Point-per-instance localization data
*** Begin section ***

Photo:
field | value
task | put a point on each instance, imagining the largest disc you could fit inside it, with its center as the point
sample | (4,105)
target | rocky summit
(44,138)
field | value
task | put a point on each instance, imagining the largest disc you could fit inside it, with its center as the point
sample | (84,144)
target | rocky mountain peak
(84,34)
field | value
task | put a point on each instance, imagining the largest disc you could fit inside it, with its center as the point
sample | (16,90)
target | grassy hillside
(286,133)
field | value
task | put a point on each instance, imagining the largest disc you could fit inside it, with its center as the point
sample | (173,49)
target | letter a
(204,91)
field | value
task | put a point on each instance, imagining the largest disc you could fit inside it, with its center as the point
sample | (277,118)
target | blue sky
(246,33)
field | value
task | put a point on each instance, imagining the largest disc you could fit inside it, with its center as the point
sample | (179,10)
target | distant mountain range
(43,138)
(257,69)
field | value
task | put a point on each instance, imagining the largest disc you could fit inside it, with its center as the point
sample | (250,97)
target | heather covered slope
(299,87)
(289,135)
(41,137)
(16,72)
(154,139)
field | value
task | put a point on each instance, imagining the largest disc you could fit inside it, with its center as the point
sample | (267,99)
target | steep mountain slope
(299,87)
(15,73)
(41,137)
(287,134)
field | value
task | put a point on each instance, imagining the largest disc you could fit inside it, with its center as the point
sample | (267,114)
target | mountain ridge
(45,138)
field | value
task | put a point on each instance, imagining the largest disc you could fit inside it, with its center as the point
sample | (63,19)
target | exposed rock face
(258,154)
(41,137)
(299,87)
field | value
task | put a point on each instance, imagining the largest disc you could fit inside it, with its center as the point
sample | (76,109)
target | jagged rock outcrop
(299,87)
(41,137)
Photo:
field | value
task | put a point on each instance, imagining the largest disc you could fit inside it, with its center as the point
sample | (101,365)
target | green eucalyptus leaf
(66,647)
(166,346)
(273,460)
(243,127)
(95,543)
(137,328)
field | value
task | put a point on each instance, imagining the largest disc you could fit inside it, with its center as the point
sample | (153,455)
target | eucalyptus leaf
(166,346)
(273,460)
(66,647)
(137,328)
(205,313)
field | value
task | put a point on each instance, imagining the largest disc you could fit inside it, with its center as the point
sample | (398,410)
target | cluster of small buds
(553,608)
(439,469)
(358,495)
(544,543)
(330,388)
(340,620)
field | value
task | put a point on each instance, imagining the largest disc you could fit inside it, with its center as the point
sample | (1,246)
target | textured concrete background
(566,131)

*** End section ***

» **Directions for this task**:
Exactly as written, output all of the entries.

» **Written reply**:
Photo:
field | value
task | put a point on each instance, imagining the largest disc you could fit inside it, with its center as the point
sample | (4,105)
target | rocky summit
(44,138)
field | value
task | put a point on each instance, imagining the largest disc you could fit inside it, with its center as the point
sample | (84,144)
target | rocky mountain peak
(84,34)
field | value
task | put a point on each instance, imagining the largest disc you could fit inside it, with its center as the point
sample | (16,90)
target | grassy hillside
(286,133)
field | value
task | put a point on each instance, imagining the largest disc you could fit inside it, with its center as the point
sample | (173,49)
target | letter a
(204,91)
field | value
task | put a point on each instance, imagining the largest disc you could fit inside it, with its center as the point
sample | (277,118)
target | blue sky
(246,33)
field | value
task | put a point on each instance, imagining the largest disc you could fit inside it, with its center as the point
sample | (179,10)
target | distant mountain range
(43,138)
(257,69)
field | value
task | put a point on each instance, imagining the largest disc you could fit inside it, with its center as the point
sample | (250,97)
target | heather covered slope
(299,87)
(289,135)
(41,137)
(16,72)
(154,139)
field | value
task | put a point on each instance, imagining the largest disc you could fit inside it, with its center as the point
sample | (267,99)
target | steep mountain slope
(299,87)
(15,73)
(41,137)
(287,134)
field | value
task | put a point on each instance, imagining the largest disc you could fit inside it, with its center as the point
sample | (267,114)
target | mountain ridge
(45,138)
field | value
task | put a point on each instance, imagining the largest disc you could fit inside it, with its center as the point
sample | (63,19)
target | exposed rock face
(258,154)
(41,137)
(299,87)
field | value
task | put a point on each instance, imagining the largest disc you could fit inside it, with its center as the point
sample | (76,109)
target | jagged rock outcrop
(299,87)
(41,137)
Photo:
field | value
task | put a point on each instance, imagining the largest disc you could fit inside it, with its center as the point
sample | (101,365)
target | green eucalyptus leaf
(66,647)
(166,346)
(273,460)
(243,127)
(95,543)
(137,328)
field | value
task | put a point on each instance, imagining the largest disc you could fit inside it, with its center as the point
sample | (153,455)
target | eucalyptus leaf
(166,346)
(273,460)
(66,647)
(137,328)
(205,313)
field | value
task | put a point on each instance, imagining the largest disc you could fit inside it, with its center as the point
sample | (398,410)
target | cluster of small buds
(553,608)
(439,469)
(358,495)
(544,543)
(330,388)
(340,620)
field | value
task | put a point on each instance, imagining the largest disc you could fit inside it, with its center as the point
sample | (1,246)
target | textured concrete background
(566,131)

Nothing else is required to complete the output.